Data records
BEGIN

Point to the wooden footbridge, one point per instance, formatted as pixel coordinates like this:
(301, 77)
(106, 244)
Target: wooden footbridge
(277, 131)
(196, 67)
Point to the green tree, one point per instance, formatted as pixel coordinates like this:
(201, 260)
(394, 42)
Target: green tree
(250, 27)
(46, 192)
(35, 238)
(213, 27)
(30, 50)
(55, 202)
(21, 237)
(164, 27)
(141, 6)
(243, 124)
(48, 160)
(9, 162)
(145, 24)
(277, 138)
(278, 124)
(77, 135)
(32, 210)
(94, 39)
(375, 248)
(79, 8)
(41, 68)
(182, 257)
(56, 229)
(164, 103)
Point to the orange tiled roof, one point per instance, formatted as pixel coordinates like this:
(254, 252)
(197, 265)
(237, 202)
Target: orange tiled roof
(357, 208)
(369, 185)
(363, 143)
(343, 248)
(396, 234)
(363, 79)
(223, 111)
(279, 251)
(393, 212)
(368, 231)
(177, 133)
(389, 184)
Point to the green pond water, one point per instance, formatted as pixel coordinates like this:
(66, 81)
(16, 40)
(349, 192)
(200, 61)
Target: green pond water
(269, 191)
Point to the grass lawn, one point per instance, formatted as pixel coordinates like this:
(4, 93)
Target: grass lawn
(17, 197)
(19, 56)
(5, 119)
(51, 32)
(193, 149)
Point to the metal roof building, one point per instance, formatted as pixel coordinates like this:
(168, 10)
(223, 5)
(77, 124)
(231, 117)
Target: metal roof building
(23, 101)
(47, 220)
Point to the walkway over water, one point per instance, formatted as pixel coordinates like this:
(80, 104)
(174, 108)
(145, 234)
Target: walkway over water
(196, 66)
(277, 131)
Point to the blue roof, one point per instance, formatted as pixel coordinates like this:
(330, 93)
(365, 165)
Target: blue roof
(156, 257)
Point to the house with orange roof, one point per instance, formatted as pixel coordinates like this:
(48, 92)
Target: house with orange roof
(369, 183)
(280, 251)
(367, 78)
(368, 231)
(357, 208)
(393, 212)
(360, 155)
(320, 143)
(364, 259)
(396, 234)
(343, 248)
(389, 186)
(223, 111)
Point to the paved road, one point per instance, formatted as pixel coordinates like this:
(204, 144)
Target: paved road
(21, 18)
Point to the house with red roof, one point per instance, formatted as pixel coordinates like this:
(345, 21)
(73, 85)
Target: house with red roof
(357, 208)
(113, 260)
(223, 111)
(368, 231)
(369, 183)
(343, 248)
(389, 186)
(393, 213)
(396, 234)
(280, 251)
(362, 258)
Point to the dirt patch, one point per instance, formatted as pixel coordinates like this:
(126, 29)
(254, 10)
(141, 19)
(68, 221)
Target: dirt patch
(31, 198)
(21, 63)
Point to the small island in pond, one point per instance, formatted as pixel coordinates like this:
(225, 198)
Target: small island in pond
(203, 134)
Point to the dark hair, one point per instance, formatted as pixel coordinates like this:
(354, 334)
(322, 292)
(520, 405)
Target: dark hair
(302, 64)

END

PROBLEM TO SOLVE
Exactly reproduce the lines from the one containing "Target: walkway over water" through the end of the records, and only those lines.

EXPECTED ANSWER
Target: walkway over water
(196, 66)
(277, 131)
Point to the blue roof, one point per instance, formatted as pixel coordinates like this:
(330, 93)
(365, 165)
Target: blue roof
(156, 257)
Point to the house with orange roof, one point per instance, formatted as pixel coordinates like this:
(48, 92)
Target: house with orange roof
(369, 183)
(280, 251)
(367, 78)
(368, 231)
(357, 208)
(393, 212)
(360, 155)
(320, 143)
(364, 259)
(396, 234)
(343, 248)
(389, 186)
(223, 111)
Point to the paved road, one point per instance, formatted as pixel coordinates like this:
(204, 144)
Target: paved road
(21, 18)
Point to the house with red roof, one point per instance, formatted as pixel coordinates like this:
(345, 21)
(73, 85)
Target: house with red roof
(357, 208)
(113, 260)
(223, 111)
(368, 231)
(369, 183)
(343, 248)
(389, 186)
(393, 213)
(396, 234)
(280, 251)
(362, 258)
Point to the dirt patch, one point per instance, formatted as pixel coordinates like this:
(126, 29)
(254, 10)
(141, 19)
(68, 221)
Target: dirt patch
(31, 198)
(21, 63)
Point to the small island in pond, one point per instance, formatted as pixel coordinates like this:
(225, 198)
Target: small island in pond
(203, 134)
Point to the dark hair, one point per instance, formatted as pixel coordinates like this:
(354, 334)
(322, 292)
(520, 405)
Target: dark hair
(302, 64)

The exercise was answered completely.